Aim of the exercise:
Return the lines starting at the one containing "Task brief for annotators — identify every fallen" and ending at the one containing "[0,2,344,231]", both included, copied word for word, and nothing else.

Records for this task:
#####
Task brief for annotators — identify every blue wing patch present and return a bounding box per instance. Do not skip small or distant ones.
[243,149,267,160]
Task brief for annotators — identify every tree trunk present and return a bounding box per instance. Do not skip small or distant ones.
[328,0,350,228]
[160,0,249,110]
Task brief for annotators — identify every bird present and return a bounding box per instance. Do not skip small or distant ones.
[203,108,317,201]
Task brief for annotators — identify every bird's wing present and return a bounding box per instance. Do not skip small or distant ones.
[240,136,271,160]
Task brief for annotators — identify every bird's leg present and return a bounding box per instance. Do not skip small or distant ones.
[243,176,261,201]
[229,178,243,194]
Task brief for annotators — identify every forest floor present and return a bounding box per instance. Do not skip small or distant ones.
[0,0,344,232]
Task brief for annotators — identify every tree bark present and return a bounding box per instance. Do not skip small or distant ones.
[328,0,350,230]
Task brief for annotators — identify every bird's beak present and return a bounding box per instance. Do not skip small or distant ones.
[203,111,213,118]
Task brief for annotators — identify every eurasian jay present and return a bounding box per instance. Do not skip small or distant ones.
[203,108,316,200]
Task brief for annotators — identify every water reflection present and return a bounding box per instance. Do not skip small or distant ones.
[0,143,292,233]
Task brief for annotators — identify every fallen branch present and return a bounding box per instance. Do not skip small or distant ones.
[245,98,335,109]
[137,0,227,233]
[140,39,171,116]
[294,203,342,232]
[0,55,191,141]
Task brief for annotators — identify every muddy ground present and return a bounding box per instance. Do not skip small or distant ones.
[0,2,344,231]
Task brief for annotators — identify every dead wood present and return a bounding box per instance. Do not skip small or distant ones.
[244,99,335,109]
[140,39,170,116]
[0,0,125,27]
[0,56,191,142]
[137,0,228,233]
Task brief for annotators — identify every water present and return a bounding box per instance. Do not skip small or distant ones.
#####
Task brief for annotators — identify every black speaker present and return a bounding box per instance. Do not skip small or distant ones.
#####
Expected answer:
Task brief for annotators — identify every fallen branch present and return a bounding box per instance. Do not skip small or distant ones.
[245,98,335,109]
[137,0,227,233]
[140,39,171,116]
[294,203,342,232]
[0,55,191,141]
Task brief for annotators — identify every muddy ground present and return a bounding box per instance. Do not skip small or distant ones.
[0,2,344,231]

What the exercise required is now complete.